Given data
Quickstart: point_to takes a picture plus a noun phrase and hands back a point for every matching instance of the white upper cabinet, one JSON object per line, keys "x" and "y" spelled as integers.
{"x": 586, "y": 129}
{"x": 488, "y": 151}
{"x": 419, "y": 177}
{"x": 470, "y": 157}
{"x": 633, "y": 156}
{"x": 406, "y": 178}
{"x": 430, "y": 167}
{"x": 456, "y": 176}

Exercise
Rewrite the material above with "white upper cabinet" replaced by "white lower cabinet" and everything else left unchanged.

Correct output
Quickstart: point_to takes a picture plus a noun phrase and hands back a point for every matching instance of the white lower cabinet, one JSON object per line, keys "x" and "y" spelled as integers.
{"x": 586, "y": 129}
{"x": 488, "y": 151}
{"x": 419, "y": 177}
{"x": 470, "y": 157}
{"x": 633, "y": 156}
{"x": 406, "y": 178}
{"x": 430, "y": 167}
{"x": 456, "y": 176}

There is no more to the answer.